Put the data below into a JSON array of strings, one string per line, leaving out blank lines. Begin at the line that has "Indicate the gray hair" and stop after the line that has "pixel 182 259".

──────── Data

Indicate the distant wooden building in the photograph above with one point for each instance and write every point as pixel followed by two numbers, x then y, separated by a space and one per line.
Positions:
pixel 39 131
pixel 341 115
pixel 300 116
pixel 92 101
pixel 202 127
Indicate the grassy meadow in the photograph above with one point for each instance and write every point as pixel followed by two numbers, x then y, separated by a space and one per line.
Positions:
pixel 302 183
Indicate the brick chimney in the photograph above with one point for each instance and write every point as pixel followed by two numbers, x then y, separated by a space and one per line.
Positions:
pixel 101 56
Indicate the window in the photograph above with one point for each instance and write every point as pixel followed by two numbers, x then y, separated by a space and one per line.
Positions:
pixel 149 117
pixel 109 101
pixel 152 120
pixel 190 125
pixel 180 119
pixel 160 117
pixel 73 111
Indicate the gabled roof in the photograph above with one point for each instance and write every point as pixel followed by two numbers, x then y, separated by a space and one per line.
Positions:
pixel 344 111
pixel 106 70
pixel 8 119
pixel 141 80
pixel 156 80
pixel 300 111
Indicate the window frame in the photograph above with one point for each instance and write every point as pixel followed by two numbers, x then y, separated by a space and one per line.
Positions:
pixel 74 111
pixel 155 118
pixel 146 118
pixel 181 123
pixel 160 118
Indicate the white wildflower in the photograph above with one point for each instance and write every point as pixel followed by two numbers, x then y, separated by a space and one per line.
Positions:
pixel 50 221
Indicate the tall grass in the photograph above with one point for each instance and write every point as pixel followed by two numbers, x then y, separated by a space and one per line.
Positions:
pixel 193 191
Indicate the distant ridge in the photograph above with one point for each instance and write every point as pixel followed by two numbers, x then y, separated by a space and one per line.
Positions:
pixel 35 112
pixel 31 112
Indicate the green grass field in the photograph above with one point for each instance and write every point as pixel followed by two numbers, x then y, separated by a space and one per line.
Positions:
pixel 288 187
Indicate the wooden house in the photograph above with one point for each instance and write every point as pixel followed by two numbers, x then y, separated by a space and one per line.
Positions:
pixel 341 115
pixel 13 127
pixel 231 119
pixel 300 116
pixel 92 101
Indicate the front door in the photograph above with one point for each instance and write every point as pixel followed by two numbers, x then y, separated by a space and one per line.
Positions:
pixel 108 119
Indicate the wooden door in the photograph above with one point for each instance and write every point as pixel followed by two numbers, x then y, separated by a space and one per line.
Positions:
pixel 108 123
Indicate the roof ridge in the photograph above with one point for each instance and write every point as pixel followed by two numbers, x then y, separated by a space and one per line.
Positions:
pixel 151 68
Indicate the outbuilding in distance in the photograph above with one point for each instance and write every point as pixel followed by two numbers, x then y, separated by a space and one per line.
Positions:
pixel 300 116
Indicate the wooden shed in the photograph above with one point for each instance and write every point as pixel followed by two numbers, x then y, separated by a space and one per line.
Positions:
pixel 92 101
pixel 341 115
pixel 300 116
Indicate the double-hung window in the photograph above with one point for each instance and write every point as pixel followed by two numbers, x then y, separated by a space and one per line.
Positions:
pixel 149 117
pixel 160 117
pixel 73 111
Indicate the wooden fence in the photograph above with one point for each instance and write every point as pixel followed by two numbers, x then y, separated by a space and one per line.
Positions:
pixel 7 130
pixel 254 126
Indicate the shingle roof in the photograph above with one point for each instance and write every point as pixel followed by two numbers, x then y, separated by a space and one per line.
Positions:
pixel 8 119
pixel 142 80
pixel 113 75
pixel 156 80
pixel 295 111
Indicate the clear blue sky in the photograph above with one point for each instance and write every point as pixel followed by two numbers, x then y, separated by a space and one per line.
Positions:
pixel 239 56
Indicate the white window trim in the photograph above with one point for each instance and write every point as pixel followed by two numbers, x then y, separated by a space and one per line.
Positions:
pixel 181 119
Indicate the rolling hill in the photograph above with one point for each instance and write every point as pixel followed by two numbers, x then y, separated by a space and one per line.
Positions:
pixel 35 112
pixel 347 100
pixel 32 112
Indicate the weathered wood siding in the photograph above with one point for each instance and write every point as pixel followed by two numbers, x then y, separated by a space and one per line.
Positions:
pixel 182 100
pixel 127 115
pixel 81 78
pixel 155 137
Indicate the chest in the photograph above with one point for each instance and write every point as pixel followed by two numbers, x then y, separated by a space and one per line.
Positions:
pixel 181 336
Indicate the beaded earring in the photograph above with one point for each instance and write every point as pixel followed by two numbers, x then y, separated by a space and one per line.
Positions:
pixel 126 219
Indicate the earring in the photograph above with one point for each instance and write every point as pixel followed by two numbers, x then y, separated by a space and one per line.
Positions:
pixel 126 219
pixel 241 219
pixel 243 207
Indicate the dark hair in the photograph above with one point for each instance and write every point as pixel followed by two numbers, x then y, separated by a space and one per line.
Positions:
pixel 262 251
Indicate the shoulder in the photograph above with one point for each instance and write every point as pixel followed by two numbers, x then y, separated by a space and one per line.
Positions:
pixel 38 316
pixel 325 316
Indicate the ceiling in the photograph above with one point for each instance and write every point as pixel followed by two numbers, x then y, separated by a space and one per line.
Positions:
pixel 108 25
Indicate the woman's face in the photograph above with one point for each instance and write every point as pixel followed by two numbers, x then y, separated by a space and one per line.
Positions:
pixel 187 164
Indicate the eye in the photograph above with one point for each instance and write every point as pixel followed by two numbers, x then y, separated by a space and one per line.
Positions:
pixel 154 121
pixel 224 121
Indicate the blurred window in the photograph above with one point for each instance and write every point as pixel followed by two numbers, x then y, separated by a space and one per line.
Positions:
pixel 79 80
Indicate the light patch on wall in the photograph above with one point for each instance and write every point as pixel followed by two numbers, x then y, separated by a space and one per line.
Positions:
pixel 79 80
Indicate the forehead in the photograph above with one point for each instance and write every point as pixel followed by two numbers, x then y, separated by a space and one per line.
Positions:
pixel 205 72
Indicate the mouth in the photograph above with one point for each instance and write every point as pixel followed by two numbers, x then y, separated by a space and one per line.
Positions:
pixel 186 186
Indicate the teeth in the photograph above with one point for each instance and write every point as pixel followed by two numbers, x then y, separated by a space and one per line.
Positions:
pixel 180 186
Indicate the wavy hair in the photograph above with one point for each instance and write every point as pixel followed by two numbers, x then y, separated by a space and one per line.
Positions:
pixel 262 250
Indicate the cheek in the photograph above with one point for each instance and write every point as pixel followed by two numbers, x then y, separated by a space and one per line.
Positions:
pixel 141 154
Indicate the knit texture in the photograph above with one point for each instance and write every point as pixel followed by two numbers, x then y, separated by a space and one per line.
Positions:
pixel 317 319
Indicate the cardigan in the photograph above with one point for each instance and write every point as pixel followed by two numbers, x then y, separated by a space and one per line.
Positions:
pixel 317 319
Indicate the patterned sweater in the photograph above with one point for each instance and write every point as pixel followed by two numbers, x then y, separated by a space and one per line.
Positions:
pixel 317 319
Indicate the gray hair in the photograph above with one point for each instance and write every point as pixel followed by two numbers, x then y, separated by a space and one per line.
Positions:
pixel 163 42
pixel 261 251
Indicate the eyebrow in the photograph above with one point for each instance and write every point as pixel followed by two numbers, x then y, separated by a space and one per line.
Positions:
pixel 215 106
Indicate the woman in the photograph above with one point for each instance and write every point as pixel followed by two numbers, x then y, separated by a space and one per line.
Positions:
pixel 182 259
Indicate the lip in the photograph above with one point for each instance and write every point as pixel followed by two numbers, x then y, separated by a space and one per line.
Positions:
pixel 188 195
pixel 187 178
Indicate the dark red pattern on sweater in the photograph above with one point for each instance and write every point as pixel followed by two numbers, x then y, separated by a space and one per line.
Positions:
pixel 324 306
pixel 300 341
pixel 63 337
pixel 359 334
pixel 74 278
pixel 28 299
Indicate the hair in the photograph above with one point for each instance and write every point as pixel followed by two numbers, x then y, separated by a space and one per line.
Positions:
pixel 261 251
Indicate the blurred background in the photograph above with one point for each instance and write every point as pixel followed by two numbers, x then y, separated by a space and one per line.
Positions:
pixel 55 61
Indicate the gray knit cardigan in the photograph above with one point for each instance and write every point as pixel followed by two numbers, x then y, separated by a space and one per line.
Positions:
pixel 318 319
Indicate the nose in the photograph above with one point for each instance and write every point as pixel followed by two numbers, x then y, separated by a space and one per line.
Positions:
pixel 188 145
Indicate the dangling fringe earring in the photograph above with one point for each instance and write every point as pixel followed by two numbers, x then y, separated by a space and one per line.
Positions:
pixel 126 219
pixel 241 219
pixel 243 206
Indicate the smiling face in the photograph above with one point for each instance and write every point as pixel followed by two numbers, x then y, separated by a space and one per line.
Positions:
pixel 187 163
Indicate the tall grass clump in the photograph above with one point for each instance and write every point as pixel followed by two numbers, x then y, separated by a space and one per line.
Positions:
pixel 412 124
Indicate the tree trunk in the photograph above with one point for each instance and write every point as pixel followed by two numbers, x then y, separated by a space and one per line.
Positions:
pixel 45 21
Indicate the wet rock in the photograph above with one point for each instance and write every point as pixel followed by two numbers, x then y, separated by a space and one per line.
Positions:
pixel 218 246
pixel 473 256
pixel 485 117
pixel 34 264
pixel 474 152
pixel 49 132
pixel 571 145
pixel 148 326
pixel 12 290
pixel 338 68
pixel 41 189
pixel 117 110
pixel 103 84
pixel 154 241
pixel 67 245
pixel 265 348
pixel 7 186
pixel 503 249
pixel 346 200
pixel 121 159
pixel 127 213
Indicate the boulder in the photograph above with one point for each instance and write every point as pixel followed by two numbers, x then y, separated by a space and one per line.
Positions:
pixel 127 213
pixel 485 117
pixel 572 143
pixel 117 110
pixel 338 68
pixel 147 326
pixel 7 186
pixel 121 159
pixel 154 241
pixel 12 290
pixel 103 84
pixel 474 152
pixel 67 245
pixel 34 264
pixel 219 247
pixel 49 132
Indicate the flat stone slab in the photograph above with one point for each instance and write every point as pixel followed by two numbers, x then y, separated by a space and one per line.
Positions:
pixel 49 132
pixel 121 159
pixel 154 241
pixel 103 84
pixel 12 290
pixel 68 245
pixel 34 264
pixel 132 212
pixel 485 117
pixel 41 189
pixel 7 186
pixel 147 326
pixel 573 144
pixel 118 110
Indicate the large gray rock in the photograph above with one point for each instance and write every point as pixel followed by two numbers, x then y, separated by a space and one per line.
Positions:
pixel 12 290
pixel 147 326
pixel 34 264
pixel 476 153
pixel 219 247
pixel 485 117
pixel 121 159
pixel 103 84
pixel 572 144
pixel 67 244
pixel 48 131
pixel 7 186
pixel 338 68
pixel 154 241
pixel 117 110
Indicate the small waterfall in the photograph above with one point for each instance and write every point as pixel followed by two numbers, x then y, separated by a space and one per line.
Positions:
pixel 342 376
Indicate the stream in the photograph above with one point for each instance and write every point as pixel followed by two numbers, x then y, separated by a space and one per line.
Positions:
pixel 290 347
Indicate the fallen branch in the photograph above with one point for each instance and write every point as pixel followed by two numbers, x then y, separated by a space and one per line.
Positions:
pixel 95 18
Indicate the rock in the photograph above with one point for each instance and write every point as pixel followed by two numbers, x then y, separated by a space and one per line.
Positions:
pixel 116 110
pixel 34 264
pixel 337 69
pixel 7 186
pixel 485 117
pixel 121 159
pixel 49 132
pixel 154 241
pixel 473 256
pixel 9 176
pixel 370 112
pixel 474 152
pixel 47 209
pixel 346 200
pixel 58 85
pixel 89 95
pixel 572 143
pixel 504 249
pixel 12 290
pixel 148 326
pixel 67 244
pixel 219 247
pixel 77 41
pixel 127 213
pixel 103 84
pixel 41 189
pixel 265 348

────────────────

_Final result:_
[
  "Indicate the gray hair in the photograph above with one point for each instance and write every point as pixel followed by two numbers, x then y, separated by a space and one per line.",
  "Positions:",
  "pixel 163 42",
  "pixel 261 251",
  "Indicate the eyebrow in the photograph above with one point for each instance and write every point as pixel followed by two numbers, x then y, separated by a space and one per line.",
  "Positions:",
  "pixel 215 106",
  "Indicate the woman in the photograph above with one point for each instance and write every point as pixel followed by two numbers, x then y, separated by a space and one per line.",
  "Positions:",
  "pixel 182 259"
]